◆ SUPPLIED TEXT
####################

CAPE CARTERET — The N.C. Coastal Federation is trying to find funding to fix a major problem at the engineered wetlands stormwater management system it constructed in Cape Carteret.
But Dr. Lexia Weaver, coastal scientist with the environmental group, said Friday the outlook for an immediate solution is not encouraging.
The federation, based in the nearby Ocean community, built the system at its own expense in 2016 in front of Cape Carteret Baptist and Cape Carteret Presbyterian churches off Highway 24. The idea at the time was to filter pollutants from Highway 24 and adjacent parking lots before they flowed through an existing culvert into adjoining Deer Creek, a tributary of Bogue Sound.
The ponds in front of the churches were at the time choked with nuisance vegetation and not working well as a stormwater management or pollution-filtering system, and town officials and the churches gave the go-ahead.
But torrential rains – close to 30 inches – from Hurricane Florence over a few days in September 2018 eroded a berm that separated two stretches of the engineered wetlands. While the wetlands still filter pollutants, the loss of the berm has allowed silt to flow into the portion of Deer Creek just east of Yaupon Drive, angering town officials.
NCCF has acknowledged the problem. Dr. Weaver said the N.C. Department of Transportation has said it will handle the repair, but “they have pushed the construction bidding back to 2022.”
NCDOT officials, she said, have said the delay is due to the coronavirus pandemic’s impact on its budget, in large part because of decreases in gas tax revenue as people drive less during the pandemic.

####################

◆ RECORDS SHOWN
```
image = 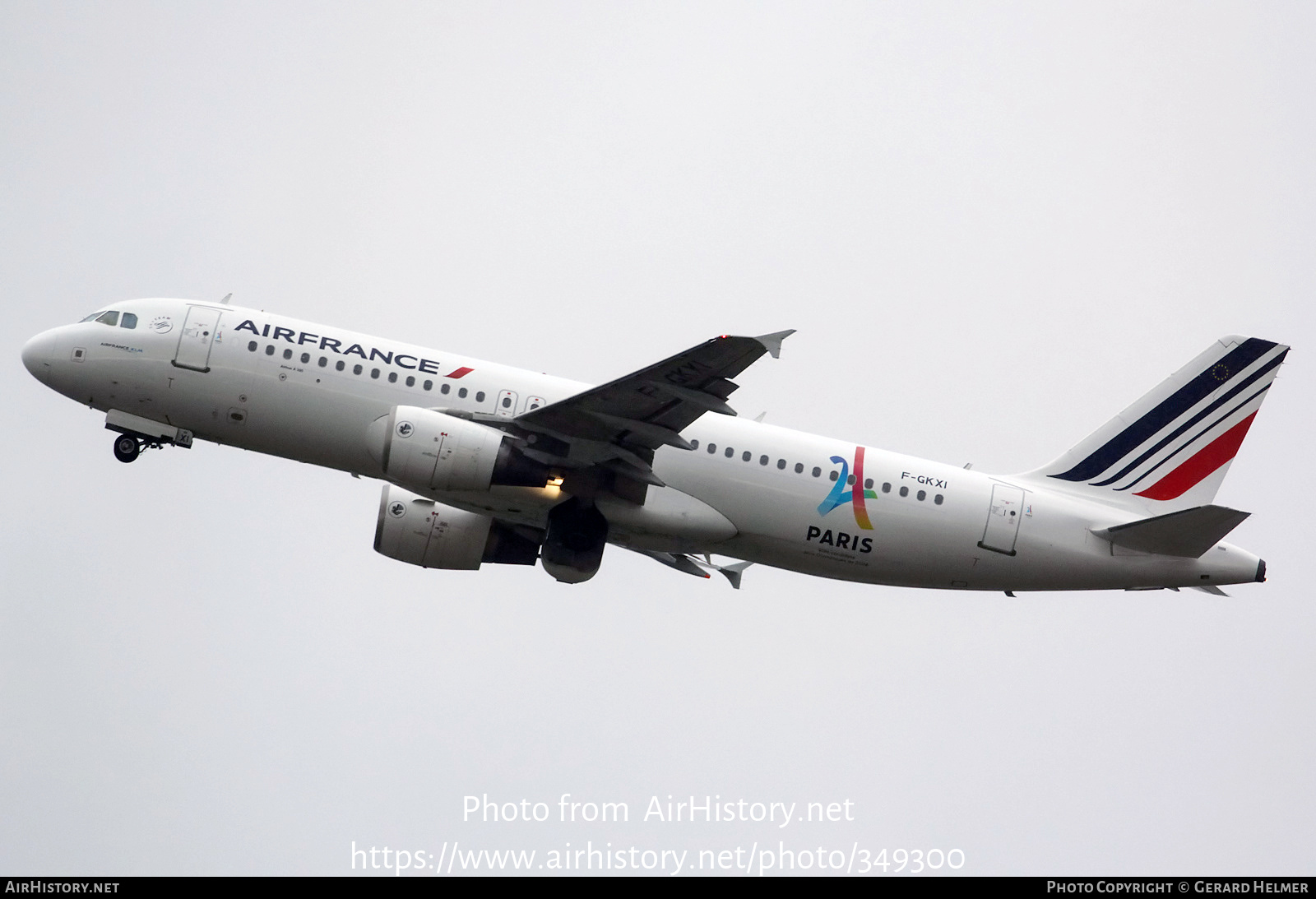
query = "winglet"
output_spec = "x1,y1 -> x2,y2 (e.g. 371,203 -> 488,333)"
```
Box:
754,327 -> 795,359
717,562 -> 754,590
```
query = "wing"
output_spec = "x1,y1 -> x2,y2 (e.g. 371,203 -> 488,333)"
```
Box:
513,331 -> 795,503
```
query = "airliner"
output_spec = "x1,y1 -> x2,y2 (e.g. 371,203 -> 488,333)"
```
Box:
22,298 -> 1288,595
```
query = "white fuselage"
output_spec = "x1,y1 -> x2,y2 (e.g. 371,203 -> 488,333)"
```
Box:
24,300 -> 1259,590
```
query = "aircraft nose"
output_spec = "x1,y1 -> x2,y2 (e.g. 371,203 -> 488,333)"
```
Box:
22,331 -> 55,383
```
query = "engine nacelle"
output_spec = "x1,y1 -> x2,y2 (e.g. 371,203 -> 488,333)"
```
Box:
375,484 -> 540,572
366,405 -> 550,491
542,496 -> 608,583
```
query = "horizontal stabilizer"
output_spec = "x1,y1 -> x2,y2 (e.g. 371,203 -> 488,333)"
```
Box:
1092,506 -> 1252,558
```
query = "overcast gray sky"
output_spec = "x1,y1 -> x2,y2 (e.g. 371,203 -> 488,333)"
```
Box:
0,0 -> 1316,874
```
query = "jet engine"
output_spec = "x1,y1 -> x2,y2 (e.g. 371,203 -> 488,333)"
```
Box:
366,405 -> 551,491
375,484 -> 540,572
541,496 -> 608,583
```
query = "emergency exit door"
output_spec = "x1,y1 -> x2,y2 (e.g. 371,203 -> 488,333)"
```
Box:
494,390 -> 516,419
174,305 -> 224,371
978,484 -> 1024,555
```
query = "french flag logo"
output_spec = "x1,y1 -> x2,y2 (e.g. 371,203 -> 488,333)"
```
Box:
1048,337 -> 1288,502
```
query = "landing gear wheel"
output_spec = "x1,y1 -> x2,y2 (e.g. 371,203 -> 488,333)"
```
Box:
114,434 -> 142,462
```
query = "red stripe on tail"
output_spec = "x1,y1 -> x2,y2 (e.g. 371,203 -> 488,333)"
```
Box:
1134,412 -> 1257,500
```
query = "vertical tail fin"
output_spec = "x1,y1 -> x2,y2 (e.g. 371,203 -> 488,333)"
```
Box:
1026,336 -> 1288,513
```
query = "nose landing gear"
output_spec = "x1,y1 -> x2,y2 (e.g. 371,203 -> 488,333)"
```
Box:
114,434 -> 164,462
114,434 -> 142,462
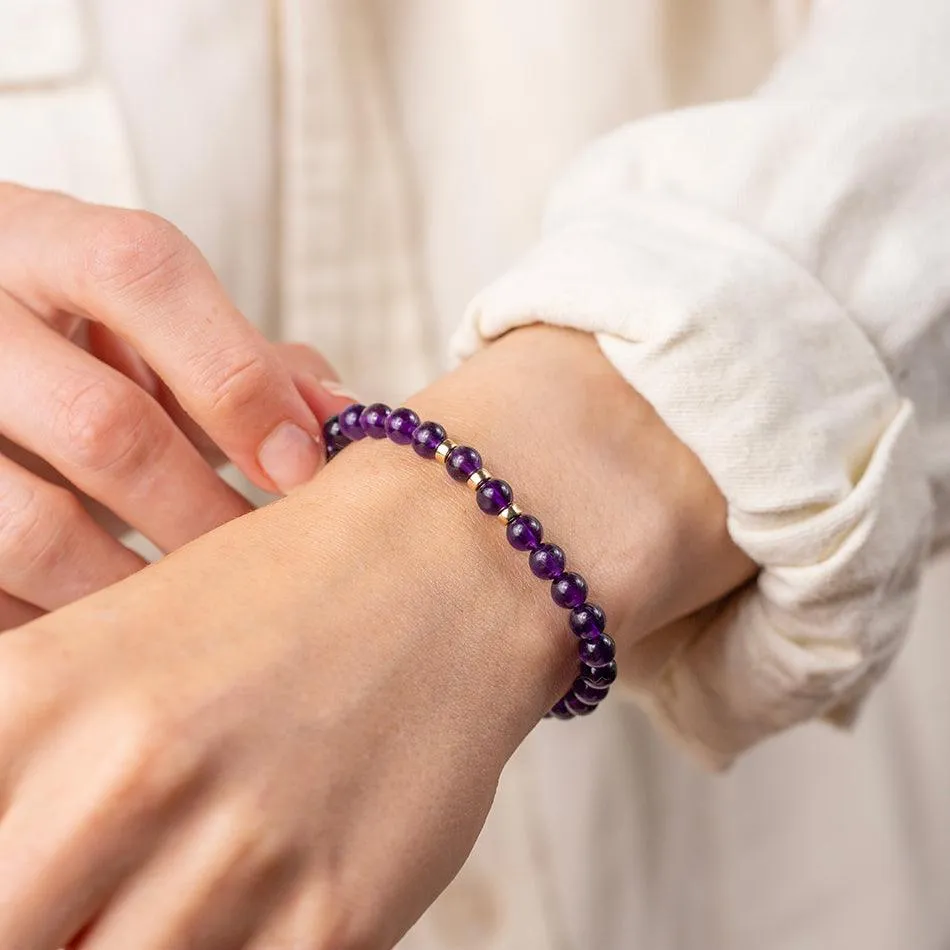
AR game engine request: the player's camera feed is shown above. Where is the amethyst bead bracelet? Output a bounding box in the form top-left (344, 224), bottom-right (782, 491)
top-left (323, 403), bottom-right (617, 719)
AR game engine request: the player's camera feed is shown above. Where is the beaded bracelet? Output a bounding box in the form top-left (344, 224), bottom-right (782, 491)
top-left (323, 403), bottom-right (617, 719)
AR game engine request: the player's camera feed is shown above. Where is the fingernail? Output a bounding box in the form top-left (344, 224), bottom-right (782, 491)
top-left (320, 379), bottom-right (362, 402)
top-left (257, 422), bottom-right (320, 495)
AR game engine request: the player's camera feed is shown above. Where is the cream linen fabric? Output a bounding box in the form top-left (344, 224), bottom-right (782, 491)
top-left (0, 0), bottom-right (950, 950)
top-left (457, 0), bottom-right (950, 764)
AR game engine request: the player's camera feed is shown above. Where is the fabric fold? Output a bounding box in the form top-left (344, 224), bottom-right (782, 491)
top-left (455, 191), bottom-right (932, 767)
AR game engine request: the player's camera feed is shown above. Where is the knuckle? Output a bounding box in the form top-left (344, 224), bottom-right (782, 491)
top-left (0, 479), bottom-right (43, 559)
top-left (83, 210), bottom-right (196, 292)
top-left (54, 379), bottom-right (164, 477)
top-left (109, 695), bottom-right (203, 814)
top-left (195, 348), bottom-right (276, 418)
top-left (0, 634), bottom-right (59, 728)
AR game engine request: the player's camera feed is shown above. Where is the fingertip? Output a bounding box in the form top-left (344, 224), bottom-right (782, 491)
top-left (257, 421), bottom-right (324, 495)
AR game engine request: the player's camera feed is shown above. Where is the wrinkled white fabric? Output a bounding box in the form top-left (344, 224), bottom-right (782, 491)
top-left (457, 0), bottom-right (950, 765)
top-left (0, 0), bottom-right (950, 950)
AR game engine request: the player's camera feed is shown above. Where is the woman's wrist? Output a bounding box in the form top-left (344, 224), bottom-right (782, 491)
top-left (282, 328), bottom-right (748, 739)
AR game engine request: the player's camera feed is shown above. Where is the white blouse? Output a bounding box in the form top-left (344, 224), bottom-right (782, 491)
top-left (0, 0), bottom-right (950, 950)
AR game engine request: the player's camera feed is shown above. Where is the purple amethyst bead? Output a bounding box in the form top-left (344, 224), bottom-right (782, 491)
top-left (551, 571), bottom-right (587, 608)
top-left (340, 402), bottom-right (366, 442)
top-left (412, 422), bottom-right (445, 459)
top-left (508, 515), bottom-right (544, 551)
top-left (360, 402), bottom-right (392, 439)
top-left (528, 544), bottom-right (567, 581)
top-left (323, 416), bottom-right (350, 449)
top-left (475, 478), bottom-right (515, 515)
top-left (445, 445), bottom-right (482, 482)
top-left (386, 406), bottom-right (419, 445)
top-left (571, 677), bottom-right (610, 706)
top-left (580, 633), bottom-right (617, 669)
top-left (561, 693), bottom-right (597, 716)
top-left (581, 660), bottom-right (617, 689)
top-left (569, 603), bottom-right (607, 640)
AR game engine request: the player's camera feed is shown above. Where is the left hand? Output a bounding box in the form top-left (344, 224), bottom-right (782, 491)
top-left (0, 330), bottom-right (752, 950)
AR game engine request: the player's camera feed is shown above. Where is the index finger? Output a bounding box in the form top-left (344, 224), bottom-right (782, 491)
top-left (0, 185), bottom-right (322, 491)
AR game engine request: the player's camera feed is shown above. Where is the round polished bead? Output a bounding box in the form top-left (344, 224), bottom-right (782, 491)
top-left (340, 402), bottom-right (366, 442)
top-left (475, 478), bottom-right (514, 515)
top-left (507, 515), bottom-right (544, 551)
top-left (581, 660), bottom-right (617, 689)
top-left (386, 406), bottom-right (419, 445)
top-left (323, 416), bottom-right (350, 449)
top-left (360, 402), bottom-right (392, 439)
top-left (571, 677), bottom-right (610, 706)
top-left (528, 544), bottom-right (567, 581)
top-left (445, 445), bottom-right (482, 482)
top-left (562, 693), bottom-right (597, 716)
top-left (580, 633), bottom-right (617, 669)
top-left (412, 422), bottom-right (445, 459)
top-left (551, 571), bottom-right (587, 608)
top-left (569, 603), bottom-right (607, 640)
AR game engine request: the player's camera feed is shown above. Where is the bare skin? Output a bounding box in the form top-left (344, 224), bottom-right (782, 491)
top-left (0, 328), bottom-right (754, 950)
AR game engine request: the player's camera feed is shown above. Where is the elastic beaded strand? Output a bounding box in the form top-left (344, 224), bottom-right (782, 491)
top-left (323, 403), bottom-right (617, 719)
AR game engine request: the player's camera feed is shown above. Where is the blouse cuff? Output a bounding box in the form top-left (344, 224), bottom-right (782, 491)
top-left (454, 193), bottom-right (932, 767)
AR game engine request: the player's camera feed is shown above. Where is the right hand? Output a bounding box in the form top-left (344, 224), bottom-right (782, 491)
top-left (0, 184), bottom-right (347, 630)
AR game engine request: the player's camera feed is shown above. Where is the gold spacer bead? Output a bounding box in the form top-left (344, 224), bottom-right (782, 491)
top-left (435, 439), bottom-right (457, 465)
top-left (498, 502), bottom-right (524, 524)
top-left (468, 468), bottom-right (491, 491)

####################

◆ EXERCISE INSTRUCTIONS
Reproduce the article about the Cape Carteret wetlands word for word, in full. Rely only on the article about the Cape Carteret wetlands for what comes next.

◆ ANSWER TO THE PROBLEM
CAPE CARTERET — The N.C. Coastal Federation is trying to find funding to fix a major problem at the engineered wetlands stormwater management system it constructed in Cape Carteret.
But Dr. Lexia Weaver, coastal scientist with the environmental group, said Friday the outlook for an immediate solution is not encouraging.
The federation, based in the nearby Ocean community, built the system at its own expense in 2016 in front of Cape Carteret Baptist and Cape Carteret Presbyterian churches off Highway 24. The idea at the time was to filter pollutants from Highway 24 and adjacent parking lots before they flowed through an existing culvert into adjoining Deer Creek, a tributary of Bogue Sound.
The ponds in front of the churches were at the time choked with nuisance vegetation and not working well as a stormwater management or pollution-filtering system, and town officials and the churches gave the go-ahead.
But torrential rains – close to 30 inches – from Hurricane Florence over a few days in September 2018 eroded a berm that separated two stretches of the engineered wetlands. While the wetlands still filter pollutants, the loss of the berm has allowed silt to flow into the portion of Deer Creek just east of Yaupon Drive, angering town officials.
NCCF has acknowledged the problem. Dr. Weaver said the N.C. Department of Transportation has said it will handle the repair, but “they have pushed the construction bidding back to 2022.”
NCDOT officials, she said, have said the delay is due to the coronavirus pandemic’s impact on its budget, in large part because of decreases in gas tax revenue as people drive less during the pandemic.